== Task item ==
From the line that includes "of the seated" down to the final line of the data below, copy every line exactly and leave the rest out.

== Material for this exercise ==
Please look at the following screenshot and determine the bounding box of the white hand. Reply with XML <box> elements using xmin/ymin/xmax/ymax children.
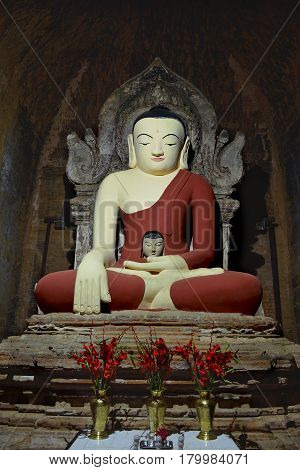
<box><xmin>123</xmin><ymin>255</ymin><xmax>188</xmax><ymax>272</ymax></box>
<box><xmin>73</xmin><ymin>254</ymin><xmax>111</xmax><ymax>314</ymax></box>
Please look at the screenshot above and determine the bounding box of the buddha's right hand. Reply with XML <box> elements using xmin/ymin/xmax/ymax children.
<box><xmin>73</xmin><ymin>251</ymin><xmax>111</xmax><ymax>314</ymax></box>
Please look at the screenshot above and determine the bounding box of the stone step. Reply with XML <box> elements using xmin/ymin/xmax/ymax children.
<box><xmin>1</xmin><ymin>425</ymin><xmax>299</xmax><ymax>450</ymax></box>
<box><xmin>0</xmin><ymin>310</ymin><xmax>298</xmax><ymax>451</ymax></box>
<box><xmin>27</xmin><ymin>311</ymin><xmax>282</xmax><ymax>335</ymax></box>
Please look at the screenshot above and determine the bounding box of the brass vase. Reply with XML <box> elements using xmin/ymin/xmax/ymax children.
<box><xmin>146</xmin><ymin>389</ymin><xmax>167</xmax><ymax>433</ymax></box>
<box><xmin>89</xmin><ymin>389</ymin><xmax>111</xmax><ymax>439</ymax></box>
<box><xmin>194</xmin><ymin>390</ymin><xmax>217</xmax><ymax>440</ymax></box>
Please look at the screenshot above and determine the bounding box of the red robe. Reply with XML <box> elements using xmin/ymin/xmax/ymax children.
<box><xmin>35</xmin><ymin>170</ymin><xmax>262</xmax><ymax>314</ymax></box>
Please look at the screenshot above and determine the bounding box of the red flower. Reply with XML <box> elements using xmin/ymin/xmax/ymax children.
<box><xmin>68</xmin><ymin>331</ymin><xmax>127</xmax><ymax>394</ymax></box>
<box><xmin>132</xmin><ymin>329</ymin><xmax>174</xmax><ymax>391</ymax></box>
<box><xmin>173</xmin><ymin>335</ymin><xmax>238</xmax><ymax>391</ymax></box>
<box><xmin>174</xmin><ymin>345</ymin><xmax>190</xmax><ymax>360</ymax></box>
<box><xmin>155</xmin><ymin>427</ymin><xmax>169</xmax><ymax>441</ymax></box>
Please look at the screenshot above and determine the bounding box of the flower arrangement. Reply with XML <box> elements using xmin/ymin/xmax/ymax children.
<box><xmin>174</xmin><ymin>334</ymin><xmax>239</xmax><ymax>392</ymax></box>
<box><xmin>68</xmin><ymin>331</ymin><xmax>127</xmax><ymax>395</ymax></box>
<box><xmin>131</xmin><ymin>329</ymin><xmax>174</xmax><ymax>392</ymax></box>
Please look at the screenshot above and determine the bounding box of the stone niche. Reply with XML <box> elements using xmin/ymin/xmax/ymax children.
<box><xmin>66</xmin><ymin>57</ymin><xmax>245</xmax><ymax>271</ymax></box>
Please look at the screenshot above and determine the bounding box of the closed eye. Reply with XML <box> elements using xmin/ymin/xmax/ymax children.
<box><xmin>166</xmin><ymin>143</ymin><xmax>177</xmax><ymax>146</ymax></box>
<box><xmin>140</xmin><ymin>143</ymin><xmax>150</xmax><ymax>146</ymax></box>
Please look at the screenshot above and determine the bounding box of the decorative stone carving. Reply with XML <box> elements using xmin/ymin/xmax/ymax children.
<box><xmin>70</xmin><ymin>184</ymin><xmax>98</xmax><ymax>268</ymax></box>
<box><xmin>66</xmin><ymin>58</ymin><xmax>245</xmax><ymax>268</ymax></box>
<box><xmin>212</xmin><ymin>130</ymin><xmax>245</xmax><ymax>195</ymax></box>
<box><xmin>66</xmin><ymin>129</ymin><xmax>111</xmax><ymax>185</ymax></box>
<box><xmin>217</xmin><ymin>198</ymin><xmax>240</xmax><ymax>270</ymax></box>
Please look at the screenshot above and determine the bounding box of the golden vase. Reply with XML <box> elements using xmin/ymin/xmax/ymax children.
<box><xmin>89</xmin><ymin>389</ymin><xmax>111</xmax><ymax>439</ymax></box>
<box><xmin>146</xmin><ymin>389</ymin><xmax>167</xmax><ymax>433</ymax></box>
<box><xmin>194</xmin><ymin>390</ymin><xmax>217</xmax><ymax>440</ymax></box>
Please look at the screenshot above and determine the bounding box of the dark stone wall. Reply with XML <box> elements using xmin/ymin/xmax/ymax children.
<box><xmin>0</xmin><ymin>111</ymin><xmax>36</xmax><ymax>337</ymax></box>
<box><xmin>0</xmin><ymin>0</ymin><xmax>299</xmax><ymax>340</ymax></box>
<box><xmin>282</xmin><ymin>121</ymin><xmax>300</xmax><ymax>337</ymax></box>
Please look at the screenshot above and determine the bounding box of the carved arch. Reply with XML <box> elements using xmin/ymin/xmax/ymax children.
<box><xmin>67</xmin><ymin>58</ymin><xmax>245</xmax><ymax>269</ymax></box>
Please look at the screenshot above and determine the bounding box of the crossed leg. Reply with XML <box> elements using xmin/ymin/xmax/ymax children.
<box><xmin>35</xmin><ymin>269</ymin><xmax>145</xmax><ymax>313</ymax></box>
<box><xmin>35</xmin><ymin>267</ymin><xmax>262</xmax><ymax>316</ymax></box>
<box><xmin>170</xmin><ymin>270</ymin><xmax>262</xmax><ymax>315</ymax></box>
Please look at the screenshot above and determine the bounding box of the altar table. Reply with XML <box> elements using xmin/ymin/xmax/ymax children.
<box><xmin>67</xmin><ymin>430</ymin><xmax>240</xmax><ymax>450</ymax></box>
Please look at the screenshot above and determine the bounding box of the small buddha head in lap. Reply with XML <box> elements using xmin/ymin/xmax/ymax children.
<box><xmin>128</xmin><ymin>105</ymin><xmax>190</xmax><ymax>176</ymax></box>
<box><xmin>142</xmin><ymin>231</ymin><xmax>165</xmax><ymax>258</ymax></box>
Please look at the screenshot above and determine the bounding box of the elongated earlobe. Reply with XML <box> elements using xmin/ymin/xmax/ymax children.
<box><xmin>128</xmin><ymin>134</ymin><xmax>137</xmax><ymax>168</ymax></box>
<box><xmin>179</xmin><ymin>136</ymin><xmax>190</xmax><ymax>169</ymax></box>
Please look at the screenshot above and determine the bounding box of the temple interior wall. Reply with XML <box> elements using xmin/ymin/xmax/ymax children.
<box><xmin>0</xmin><ymin>0</ymin><xmax>298</xmax><ymax>341</ymax></box>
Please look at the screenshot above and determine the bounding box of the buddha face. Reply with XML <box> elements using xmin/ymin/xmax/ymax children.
<box><xmin>142</xmin><ymin>231</ymin><xmax>164</xmax><ymax>257</ymax></box>
<box><xmin>131</xmin><ymin>117</ymin><xmax>187</xmax><ymax>175</ymax></box>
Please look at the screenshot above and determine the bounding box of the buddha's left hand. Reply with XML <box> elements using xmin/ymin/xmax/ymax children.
<box><xmin>123</xmin><ymin>255</ymin><xmax>189</xmax><ymax>272</ymax></box>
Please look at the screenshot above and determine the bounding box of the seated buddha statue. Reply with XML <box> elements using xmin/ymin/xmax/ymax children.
<box><xmin>35</xmin><ymin>106</ymin><xmax>262</xmax><ymax>315</ymax></box>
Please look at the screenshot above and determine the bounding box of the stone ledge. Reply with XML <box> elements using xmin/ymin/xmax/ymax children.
<box><xmin>27</xmin><ymin>311</ymin><xmax>282</xmax><ymax>336</ymax></box>
<box><xmin>0</xmin><ymin>407</ymin><xmax>295</xmax><ymax>430</ymax></box>
<box><xmin>0</xmin><ymin>335</ymin><xmax>296</xmax><ymax>369</ymax></box>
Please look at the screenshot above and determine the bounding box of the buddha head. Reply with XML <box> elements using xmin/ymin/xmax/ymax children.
<box><xmin>141</xmin><ymin>230</ymin><xmax>165</xmax><ymax>258</ymax></box>
<box><xmin>128</xmin><ymin>105</ymin><xmax>190</xmax><ymax>176</ymax></box>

== Response ==
Please look at the screenshot above and determine the bounding box of the seated buddha statue. Reply with XML <box> elements using xmin/ymin/xmax/ymax children.
<box><xmin>35</xmin><ymin>106</ymin><xmax>262</xmax><ymax>315</ymax></box>
Please look at the screenshot above and determine the bounding box of the stone ledge. Reply with XML <box> elements using xmin/ymin/xmax/ymax children.
<box><xmin>27</xmin><ymin>311</ymin><xmax>282</xmax><ymax>336</ymax></box>
<box><xmin>0</xmin><ymin>407</ymin><xmax>295</xmax><ymax>430</ymax></box>
<box><xmin>0</xmin><ymin>335</ymin><xmax>296</xmax><ymax>369</ymax></box>
Please look at the screenshot above and determine the bounding box of the buddha head. Reply with XML <box> elements using xmin/ymin/xmax/ymax children.
<box><xmin>141</xmin><ymin>230</ymin><xmax>165</xmax><ymax>258</ymax></box>
<box><xmin>128</xmin><ymin>105</ymin><xmax>190</xmax><ymax>176</ymax></box>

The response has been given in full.